• **Travail à faire**
1. Les affirmations (a), (b) et (c) concordent-elles avec le texte sur la vague des romans érotiques en librairie ? Pour chacune, répondez par oui ou par non en citant mot pour mot le passage décisif. (a) La trilogie Fifty shades s'est vendue à 3,2 millions d'exemplaires en 2012. (b) Les trois tomes de Crossfire ont atteint 295 000 ventes. (c) Les titres de la collection « Red velvet » sont vendus 3,99 euros.
2. Pouvez-vous poursuivre le texte sur la vague des romans érotiques en librairie, à partir de sa dernière phrase ?

• **Texte à lire**
Après les polars historico-ésotériques de Dan Brown, la saga vampiresque Twilight, le raz-de-marée érotique a bien eu lieu. La publication de Fifty shades d’E. L. James entraîne toute une vague de titres « hot » qui se vendent particulièrement bien en librairie. Après les 3,2 millions d’exemplaires vendus en 2012 de la trilogie Fifty shades, il s’en est encore écoulé 1,2 million d’exemplaires depuis janvier 2013 (voir notre tableau page suivante). Parallèlement, Sylvia Day et son Crossfire a explosé cet été (280 000 ventes pour les trois tomes), et poursuit sa carrière au rythme d’un titre par mois, tandis que Marabout fait un tabac avec les séries de Sara Fawkes (Tout ce qu’il voudra) et de Lauren Jameson (Prête à succomber) dans la collection « Red velvet » (295 000 ventes pour 13 titres), de courts textes à 3,99 euros.

Fiches d'annotation des contours
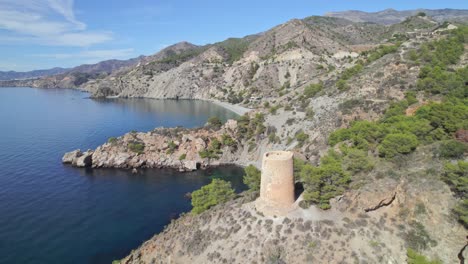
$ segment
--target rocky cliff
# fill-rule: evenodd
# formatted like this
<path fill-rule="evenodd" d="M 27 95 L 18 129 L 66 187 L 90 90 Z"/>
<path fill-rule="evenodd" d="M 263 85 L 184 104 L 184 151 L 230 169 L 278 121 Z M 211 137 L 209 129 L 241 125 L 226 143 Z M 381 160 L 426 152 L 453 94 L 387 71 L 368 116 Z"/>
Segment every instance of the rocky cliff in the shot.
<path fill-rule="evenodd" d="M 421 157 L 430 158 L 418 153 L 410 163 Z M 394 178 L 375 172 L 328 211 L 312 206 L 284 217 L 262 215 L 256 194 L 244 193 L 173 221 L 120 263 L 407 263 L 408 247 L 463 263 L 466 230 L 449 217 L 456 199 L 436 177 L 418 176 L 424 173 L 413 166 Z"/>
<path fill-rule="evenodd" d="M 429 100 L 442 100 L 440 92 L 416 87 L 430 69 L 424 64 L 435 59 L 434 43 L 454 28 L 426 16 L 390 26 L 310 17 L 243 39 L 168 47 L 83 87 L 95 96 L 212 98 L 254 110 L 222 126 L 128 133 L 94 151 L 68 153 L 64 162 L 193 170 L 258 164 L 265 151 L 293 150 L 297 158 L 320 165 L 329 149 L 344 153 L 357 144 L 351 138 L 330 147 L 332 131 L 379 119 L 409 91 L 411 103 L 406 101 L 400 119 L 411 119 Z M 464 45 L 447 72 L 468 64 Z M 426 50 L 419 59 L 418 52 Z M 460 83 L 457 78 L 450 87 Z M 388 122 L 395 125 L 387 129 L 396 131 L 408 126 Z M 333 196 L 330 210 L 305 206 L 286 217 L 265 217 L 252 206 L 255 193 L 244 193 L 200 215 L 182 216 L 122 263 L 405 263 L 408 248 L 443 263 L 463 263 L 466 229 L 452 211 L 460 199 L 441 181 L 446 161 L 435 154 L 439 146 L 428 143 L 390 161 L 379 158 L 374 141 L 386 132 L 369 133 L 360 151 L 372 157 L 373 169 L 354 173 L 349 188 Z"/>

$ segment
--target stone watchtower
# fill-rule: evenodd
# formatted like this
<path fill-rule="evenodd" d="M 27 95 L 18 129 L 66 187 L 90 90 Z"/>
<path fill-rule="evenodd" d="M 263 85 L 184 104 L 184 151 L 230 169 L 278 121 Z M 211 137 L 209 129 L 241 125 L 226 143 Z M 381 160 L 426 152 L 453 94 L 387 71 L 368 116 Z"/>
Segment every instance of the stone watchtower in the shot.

--

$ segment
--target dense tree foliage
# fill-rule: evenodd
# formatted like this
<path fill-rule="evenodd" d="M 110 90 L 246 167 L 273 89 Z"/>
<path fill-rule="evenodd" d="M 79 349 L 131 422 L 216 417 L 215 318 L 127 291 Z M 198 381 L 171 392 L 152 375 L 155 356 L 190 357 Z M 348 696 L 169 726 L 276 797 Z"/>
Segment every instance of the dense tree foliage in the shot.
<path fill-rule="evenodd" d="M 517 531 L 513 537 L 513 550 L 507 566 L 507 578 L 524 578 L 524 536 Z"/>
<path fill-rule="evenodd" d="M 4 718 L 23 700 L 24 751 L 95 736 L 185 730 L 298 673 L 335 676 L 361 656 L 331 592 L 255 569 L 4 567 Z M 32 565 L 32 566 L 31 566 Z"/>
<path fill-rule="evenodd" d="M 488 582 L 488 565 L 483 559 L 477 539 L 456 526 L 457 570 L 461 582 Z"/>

• **Réponses dans l'ordre**
1.
(a) Oui : « Après les 3,2 millions d’exemplaires vendus en 2012 de la trilogie Fifty shades »
(b) Non : « 280 000 ventes pour les trois tomes »
(c) Oui : « de courts textes à 3,99 euros »

2.
« Spicy », la rentrée. Du coup, la traditionnelle rentrée littéraire se double d’une rentrée particulièrement «spicy». Après Beautiful stranger de Christina Lauren (la suite de Beautiful bastard) chez Hugo Roman, Juliette Society, premier roman de Sasha Grey, une ex-actrice de porno de 25 ans (Le Livre de poche), et Les doigts de pied en bouquet de violettes : dictionnaire coquin de l’amour et du sexe de Sylvie Brunet (L’Opportun), on attend la réédition le 8 novembre au Diable vauvert de 9 semaines ½ d’Elizabeth McNeill, paru sous pseudonyme en 1979 et adapté au cinéma avec Kim Basinger, ainsi que la suite des séries et compilations parues chez Marabout. De son côté, Michel Lafon, qui a réédité la trilogie érotique d’Anne Rice (70 000 ventes), clôt le 24 octobre le diptyque de Sylvain Reynard Le divin enfer de Gabriel avec L’extase, et le 7 novembre la trilogie de Julie Kenner avec Aime-moi (les deux premiers totalisent 100 000 ventes).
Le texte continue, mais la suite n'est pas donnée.